▸ **WHAT YOU NEED TO DO**: Write out the entries below word for word, starting with the line that contains "Look at the photo above. For each instance of the farm" and continuing through the last line of the entries.

▸ **LISTING**:
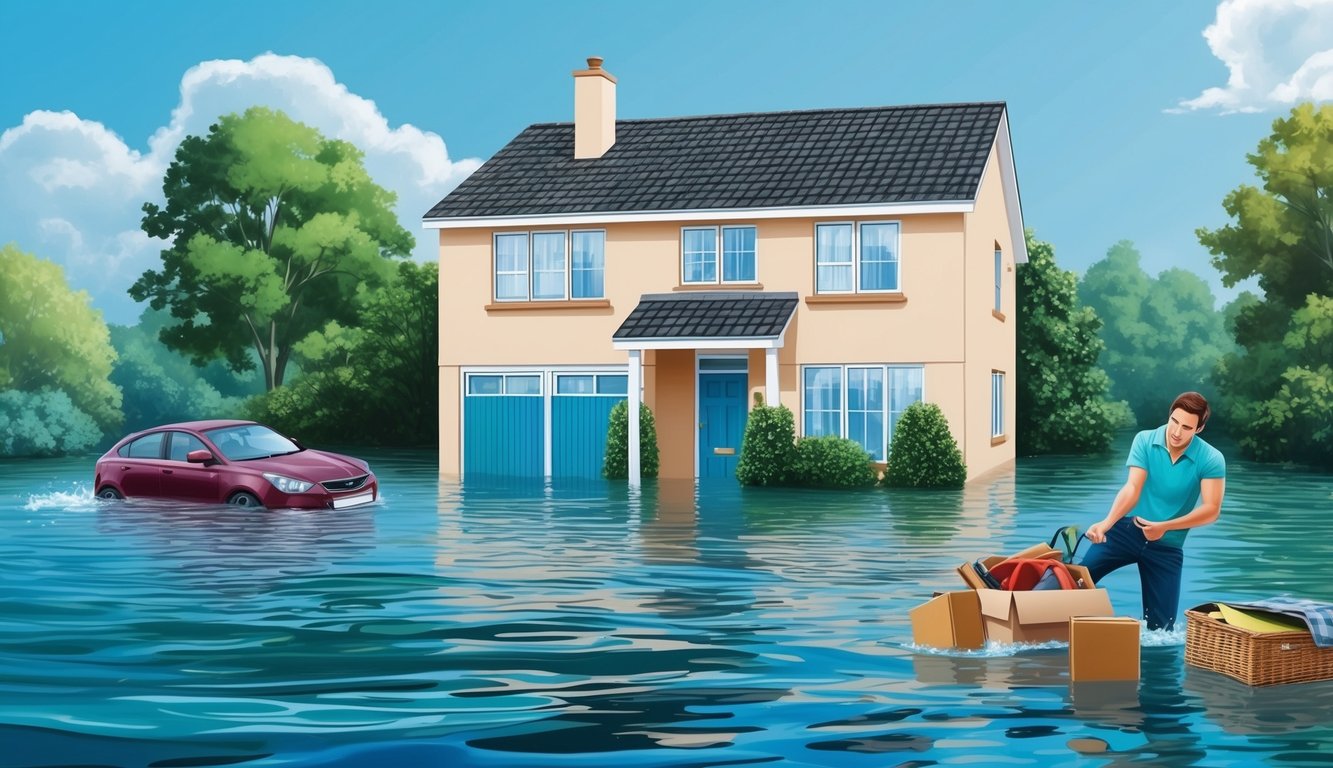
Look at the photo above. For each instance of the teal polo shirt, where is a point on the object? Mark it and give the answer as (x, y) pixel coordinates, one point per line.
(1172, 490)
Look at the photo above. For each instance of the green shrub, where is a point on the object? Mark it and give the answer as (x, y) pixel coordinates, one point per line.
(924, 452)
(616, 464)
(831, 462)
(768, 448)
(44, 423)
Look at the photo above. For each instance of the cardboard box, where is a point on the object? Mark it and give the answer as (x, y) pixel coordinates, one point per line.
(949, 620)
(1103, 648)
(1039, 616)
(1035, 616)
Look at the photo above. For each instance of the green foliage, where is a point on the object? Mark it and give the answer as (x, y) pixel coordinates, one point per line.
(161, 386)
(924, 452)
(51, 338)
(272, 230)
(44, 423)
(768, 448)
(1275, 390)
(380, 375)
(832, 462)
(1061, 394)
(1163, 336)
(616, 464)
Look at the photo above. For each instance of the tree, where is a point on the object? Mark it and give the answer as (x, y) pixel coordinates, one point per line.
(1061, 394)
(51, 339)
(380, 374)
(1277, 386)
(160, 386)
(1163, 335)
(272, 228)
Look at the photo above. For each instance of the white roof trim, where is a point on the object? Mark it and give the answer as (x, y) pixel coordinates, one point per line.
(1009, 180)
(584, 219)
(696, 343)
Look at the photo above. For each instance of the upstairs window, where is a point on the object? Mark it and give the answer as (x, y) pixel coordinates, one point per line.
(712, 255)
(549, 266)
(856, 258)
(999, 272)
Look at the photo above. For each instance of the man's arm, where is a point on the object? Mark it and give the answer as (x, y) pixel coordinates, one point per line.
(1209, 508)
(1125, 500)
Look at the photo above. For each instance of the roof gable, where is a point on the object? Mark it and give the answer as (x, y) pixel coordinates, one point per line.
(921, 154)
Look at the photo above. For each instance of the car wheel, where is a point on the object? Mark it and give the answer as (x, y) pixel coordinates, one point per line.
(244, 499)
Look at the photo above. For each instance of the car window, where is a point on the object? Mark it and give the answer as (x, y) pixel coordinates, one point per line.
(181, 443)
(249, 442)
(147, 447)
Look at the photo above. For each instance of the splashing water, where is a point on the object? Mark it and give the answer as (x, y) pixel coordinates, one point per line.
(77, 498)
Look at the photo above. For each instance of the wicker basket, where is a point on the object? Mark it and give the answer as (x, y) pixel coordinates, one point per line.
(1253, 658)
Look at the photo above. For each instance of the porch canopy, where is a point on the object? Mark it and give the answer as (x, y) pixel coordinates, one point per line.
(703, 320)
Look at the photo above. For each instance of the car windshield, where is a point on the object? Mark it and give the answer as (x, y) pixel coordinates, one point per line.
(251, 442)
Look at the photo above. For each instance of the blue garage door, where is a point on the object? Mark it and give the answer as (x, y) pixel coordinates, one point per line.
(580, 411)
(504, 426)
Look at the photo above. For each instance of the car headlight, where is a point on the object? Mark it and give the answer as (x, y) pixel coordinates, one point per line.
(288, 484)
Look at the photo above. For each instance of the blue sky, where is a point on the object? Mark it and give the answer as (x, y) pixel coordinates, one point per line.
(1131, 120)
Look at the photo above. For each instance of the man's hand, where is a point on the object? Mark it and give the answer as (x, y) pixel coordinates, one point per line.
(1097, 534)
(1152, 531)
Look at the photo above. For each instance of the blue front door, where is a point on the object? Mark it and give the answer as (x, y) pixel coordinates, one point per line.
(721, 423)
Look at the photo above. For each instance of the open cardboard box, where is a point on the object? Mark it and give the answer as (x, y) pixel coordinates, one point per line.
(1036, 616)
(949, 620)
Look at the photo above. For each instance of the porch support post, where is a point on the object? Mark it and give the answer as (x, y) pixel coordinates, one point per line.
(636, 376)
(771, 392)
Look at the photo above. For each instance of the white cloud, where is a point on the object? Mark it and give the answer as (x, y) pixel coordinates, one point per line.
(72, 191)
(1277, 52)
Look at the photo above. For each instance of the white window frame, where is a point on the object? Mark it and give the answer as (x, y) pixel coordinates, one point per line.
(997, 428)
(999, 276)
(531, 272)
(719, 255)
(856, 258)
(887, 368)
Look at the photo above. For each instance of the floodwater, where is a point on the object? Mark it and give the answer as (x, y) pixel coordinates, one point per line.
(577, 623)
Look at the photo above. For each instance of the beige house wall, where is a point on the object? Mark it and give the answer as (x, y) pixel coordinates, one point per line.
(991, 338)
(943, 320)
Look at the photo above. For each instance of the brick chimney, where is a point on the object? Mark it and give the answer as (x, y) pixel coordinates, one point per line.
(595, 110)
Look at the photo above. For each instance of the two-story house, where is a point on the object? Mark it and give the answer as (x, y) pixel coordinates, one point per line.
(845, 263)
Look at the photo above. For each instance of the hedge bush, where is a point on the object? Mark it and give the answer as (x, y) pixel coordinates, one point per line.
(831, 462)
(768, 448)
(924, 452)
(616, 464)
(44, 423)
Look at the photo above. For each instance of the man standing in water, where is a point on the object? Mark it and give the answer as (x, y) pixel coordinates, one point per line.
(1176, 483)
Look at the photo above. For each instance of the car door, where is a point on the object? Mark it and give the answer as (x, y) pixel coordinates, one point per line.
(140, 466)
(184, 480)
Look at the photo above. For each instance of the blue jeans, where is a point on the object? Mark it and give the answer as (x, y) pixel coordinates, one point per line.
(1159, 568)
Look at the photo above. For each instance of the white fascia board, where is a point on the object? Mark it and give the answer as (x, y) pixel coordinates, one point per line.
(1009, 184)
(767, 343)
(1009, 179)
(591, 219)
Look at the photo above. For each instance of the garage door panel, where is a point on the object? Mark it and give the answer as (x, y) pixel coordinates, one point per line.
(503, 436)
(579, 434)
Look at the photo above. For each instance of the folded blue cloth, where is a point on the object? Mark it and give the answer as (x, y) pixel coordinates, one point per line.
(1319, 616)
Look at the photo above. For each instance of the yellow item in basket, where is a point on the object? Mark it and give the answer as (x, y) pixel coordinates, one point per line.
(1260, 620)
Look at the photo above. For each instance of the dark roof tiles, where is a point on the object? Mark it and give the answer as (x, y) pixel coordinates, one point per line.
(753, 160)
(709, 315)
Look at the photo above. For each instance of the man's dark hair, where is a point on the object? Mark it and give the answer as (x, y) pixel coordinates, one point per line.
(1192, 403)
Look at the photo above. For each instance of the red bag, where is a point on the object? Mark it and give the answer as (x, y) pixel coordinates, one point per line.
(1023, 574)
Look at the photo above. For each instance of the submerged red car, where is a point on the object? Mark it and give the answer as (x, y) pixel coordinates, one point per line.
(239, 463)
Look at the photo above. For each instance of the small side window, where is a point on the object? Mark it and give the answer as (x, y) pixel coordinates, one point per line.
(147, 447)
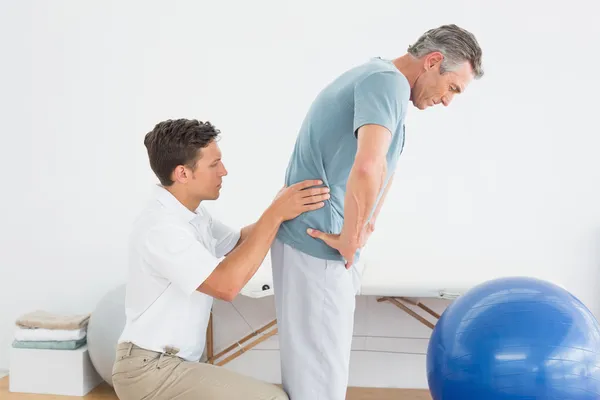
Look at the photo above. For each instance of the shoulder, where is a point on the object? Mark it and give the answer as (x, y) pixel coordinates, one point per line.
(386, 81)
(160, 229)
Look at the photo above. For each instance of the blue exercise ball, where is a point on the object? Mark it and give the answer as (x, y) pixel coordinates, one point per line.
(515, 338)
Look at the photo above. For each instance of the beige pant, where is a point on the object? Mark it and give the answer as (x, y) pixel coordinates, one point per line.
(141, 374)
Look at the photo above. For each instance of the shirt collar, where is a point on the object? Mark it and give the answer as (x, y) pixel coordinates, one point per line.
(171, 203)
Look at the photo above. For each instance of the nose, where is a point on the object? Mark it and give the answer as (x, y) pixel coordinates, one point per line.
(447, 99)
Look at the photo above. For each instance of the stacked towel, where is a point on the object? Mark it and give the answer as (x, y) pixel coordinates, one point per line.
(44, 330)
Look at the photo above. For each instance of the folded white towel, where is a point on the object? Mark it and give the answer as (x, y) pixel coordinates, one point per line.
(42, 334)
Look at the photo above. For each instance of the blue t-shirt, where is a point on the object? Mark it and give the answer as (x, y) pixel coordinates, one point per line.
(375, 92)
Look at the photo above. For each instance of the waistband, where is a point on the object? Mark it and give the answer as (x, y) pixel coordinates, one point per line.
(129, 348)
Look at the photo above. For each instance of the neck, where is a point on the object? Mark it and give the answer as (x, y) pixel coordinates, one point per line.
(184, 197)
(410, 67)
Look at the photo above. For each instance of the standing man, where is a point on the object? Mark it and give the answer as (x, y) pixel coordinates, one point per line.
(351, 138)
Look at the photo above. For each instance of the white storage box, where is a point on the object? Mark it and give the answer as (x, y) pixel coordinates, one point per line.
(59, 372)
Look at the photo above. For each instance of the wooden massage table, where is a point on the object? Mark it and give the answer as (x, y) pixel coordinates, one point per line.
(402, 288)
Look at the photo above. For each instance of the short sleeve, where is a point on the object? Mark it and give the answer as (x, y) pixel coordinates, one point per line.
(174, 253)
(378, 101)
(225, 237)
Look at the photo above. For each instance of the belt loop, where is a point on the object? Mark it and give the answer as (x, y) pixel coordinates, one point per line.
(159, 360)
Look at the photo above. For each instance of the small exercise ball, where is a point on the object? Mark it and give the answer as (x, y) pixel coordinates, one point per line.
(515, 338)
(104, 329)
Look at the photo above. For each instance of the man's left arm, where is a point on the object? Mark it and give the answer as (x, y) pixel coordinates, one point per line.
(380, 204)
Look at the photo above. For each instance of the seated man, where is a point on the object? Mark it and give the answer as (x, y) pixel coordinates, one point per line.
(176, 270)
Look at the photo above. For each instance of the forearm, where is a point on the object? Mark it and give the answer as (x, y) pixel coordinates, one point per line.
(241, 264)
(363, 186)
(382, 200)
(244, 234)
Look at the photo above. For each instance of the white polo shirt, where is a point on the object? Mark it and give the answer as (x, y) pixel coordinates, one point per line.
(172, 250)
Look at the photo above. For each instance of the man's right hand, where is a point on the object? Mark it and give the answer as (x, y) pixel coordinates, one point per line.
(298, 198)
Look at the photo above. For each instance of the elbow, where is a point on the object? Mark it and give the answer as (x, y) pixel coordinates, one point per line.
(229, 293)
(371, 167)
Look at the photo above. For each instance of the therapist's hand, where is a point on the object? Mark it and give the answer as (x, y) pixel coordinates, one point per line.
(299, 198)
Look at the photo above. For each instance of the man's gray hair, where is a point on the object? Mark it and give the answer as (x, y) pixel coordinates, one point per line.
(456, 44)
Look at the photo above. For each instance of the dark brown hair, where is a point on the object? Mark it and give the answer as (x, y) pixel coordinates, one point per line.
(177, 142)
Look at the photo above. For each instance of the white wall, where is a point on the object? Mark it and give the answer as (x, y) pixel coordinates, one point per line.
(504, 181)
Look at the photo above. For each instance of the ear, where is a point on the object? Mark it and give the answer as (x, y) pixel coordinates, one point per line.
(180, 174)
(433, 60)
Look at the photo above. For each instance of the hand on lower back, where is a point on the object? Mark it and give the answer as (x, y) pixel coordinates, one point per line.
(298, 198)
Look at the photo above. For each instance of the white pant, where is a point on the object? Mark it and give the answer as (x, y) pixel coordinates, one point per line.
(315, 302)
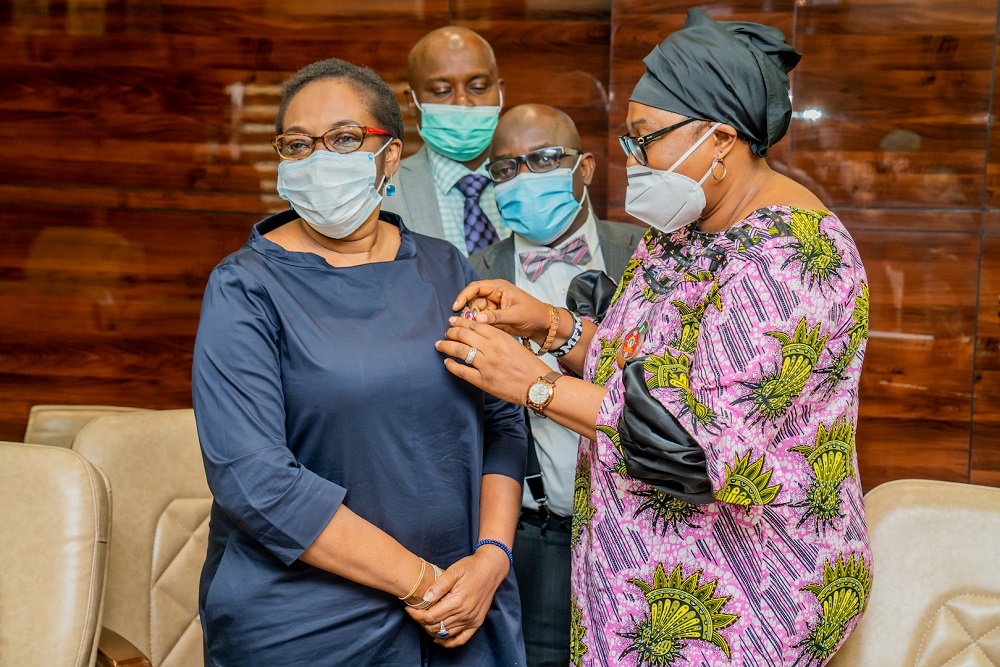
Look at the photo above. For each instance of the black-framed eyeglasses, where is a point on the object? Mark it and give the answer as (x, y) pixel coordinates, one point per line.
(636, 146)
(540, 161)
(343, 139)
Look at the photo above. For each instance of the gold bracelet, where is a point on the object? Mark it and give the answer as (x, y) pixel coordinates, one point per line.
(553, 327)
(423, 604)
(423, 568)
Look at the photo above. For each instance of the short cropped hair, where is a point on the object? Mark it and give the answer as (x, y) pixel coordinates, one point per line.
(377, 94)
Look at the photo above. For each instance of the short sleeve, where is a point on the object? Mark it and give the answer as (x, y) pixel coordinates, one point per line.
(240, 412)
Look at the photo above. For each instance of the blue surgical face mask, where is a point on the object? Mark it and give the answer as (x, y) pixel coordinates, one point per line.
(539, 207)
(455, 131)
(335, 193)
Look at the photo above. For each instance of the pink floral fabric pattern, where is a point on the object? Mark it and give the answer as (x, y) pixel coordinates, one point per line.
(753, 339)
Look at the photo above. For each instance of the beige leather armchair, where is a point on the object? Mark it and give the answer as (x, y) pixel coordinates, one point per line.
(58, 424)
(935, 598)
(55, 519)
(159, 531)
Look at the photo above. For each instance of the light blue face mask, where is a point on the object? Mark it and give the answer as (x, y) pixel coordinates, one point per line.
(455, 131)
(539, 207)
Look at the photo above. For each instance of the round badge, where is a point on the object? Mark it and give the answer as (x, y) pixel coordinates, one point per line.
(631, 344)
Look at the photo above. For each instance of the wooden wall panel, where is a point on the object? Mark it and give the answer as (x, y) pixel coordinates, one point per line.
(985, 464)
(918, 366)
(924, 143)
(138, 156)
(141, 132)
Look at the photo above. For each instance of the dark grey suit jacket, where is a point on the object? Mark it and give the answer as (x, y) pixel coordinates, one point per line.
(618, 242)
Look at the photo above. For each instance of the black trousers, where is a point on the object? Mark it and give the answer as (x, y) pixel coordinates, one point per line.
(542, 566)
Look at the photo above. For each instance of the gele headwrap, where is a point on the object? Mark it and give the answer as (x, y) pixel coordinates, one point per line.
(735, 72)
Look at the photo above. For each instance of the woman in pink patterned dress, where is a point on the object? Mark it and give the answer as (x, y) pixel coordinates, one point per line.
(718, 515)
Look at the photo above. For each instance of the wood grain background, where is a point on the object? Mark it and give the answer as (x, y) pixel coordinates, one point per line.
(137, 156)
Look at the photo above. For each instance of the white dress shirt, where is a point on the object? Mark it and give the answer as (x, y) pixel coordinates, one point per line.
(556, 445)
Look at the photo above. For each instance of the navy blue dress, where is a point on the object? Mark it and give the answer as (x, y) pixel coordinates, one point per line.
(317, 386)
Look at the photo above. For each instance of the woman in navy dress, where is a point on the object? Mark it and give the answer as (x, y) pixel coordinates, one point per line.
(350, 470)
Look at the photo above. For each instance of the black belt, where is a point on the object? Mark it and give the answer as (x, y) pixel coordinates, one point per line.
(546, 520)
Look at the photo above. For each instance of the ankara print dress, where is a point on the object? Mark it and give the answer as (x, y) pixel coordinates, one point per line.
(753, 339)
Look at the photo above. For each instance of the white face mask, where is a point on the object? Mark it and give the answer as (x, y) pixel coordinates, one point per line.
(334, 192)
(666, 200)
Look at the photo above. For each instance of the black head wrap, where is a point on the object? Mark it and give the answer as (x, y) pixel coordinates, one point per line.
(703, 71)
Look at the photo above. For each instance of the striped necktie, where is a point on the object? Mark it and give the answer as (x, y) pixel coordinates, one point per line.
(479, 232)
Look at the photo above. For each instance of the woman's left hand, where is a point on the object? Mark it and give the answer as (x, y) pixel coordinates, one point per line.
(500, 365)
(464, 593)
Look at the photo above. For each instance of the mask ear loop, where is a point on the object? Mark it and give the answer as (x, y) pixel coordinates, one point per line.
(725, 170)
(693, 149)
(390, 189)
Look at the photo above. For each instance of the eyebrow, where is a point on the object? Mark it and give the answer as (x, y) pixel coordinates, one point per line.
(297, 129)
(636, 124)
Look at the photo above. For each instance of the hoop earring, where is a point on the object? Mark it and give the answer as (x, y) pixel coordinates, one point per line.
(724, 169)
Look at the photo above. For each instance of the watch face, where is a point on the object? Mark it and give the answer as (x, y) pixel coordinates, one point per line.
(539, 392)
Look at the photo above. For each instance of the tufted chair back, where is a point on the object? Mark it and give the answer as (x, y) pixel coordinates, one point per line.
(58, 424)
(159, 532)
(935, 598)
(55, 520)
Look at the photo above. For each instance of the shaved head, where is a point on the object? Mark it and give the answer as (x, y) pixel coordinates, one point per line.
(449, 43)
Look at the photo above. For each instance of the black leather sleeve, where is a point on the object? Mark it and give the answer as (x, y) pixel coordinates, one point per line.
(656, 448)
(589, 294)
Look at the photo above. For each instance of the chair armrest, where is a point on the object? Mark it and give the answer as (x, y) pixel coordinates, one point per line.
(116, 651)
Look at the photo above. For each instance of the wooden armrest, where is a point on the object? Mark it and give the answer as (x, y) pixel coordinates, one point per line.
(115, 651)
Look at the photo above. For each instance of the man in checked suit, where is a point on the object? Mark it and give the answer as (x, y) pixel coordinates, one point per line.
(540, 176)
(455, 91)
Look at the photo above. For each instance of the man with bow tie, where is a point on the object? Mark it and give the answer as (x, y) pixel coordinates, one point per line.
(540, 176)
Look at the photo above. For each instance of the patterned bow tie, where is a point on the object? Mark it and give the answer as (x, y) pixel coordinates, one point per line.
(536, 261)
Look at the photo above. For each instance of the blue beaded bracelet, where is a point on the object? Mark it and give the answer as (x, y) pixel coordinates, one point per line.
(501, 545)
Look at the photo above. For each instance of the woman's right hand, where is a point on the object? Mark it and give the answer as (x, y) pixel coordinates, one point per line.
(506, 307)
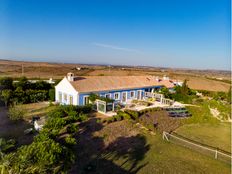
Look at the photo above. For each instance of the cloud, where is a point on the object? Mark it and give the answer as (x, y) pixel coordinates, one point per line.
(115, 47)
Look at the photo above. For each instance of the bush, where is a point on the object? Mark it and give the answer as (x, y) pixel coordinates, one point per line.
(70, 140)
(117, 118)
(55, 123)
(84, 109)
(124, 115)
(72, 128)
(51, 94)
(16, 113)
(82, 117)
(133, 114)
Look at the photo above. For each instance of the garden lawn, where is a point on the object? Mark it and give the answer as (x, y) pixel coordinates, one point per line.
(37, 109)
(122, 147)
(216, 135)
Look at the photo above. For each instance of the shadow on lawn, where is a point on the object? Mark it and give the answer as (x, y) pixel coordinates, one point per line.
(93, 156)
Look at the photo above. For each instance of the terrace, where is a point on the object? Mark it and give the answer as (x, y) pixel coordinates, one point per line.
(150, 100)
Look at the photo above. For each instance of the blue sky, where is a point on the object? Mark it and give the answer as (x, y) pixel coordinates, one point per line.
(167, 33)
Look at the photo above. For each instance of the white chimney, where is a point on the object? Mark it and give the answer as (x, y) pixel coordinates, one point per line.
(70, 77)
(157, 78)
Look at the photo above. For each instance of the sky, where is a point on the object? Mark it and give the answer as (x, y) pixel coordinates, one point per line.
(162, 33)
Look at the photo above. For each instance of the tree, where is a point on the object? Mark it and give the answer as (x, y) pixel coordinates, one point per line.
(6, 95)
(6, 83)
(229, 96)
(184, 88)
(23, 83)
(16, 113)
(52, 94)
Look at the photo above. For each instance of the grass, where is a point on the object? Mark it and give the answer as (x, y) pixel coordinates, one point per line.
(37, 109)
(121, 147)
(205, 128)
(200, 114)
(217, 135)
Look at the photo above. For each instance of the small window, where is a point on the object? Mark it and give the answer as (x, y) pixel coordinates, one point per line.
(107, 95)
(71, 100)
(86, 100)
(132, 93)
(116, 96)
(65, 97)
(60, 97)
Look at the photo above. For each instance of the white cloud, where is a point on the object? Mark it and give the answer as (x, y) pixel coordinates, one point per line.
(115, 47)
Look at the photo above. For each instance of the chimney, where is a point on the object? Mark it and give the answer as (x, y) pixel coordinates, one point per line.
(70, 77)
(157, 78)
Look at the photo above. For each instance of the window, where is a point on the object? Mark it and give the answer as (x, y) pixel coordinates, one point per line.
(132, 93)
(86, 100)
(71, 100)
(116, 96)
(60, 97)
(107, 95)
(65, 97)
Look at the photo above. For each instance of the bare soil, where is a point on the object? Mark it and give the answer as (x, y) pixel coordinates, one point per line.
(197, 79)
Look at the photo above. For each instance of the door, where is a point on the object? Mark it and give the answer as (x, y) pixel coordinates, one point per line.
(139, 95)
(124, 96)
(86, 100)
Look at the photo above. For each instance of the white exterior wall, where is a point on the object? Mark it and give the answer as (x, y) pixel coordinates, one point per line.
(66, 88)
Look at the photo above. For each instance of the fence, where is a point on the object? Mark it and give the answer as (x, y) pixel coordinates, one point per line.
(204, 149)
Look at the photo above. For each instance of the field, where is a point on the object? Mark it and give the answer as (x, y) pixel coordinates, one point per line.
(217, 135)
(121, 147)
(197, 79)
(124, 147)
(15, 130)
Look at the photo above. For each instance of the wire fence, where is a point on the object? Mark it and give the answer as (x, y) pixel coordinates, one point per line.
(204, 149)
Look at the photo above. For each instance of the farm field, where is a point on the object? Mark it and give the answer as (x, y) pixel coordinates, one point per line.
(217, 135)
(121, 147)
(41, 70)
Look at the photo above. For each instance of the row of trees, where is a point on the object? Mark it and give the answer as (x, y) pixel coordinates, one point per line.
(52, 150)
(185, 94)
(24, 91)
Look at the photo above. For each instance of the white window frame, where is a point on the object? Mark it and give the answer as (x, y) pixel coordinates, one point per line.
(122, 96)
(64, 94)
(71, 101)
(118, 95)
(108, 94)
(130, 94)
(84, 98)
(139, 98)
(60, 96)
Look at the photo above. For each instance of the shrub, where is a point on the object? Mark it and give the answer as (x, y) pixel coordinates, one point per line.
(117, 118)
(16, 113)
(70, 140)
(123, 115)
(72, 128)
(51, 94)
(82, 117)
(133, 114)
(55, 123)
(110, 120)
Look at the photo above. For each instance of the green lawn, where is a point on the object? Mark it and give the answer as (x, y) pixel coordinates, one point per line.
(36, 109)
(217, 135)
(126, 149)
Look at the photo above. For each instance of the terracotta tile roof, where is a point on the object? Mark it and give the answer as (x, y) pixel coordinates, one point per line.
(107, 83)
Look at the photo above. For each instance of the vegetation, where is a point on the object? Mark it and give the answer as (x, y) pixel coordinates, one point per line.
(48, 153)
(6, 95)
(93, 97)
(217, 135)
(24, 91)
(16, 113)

▸ **TASK ANSWER**:
Look at the photo above. For each instance of the farm field, where is a point on the object? Mark it and give the answer as (x, y) pixel coordinates, one point per line.
(217, 135)
(121, 147)
(41, 70)
Look at the photo above. For each instance of the row of trees, where is a point on the object? Mark it and give the answer as (x, y) pixel coordinates, one point per line.
(52, 150)
(185, 94)
(24, 91)
Look at the photo above. For each instance of the white window frame, where is a point on the object? Mark it and give the answer as (x, y) pixel coordinates, one point per line.
(122, 96)
(64, 94)
(71, 101)
(118, 95)
(108, 94)
(130, 94)
(84, 98)
(139, 98)
(60, 96)
Look at the photo above. For each instance of the shrub, where is a point on the object? Mark it and give the answer as (x, y) pixel coordinates, one point per line.
(117, 118)
(16, 113)
(70, 140)
(123, 115)
(72, 128)
(51, 94)
(82, 117)
(133, 114)
(55, 123)
(110, 120)
Look at the photo above. For each instance of the green lawn, where is a point on the object? Mark it and give the answer as (x, y) pixel coordinates, one point per line.
(36, 109)
(217, 135)
(126, 149)
Look at the photo above. For each instance of the terracotta tile roof, where is a point on the object? Mark it and give the answer as (x, y) pixel coordinates, one point per line.
(107, 83)
Look at the photo above. For each instance of the vegetation, where is a point on the object? Mark it and give the answer as (x, y) pixel coordinates, one point per line.
(48, 153)
(6, 95)
(93, 97)
(217, 135)
(24, 91)
(16, 113)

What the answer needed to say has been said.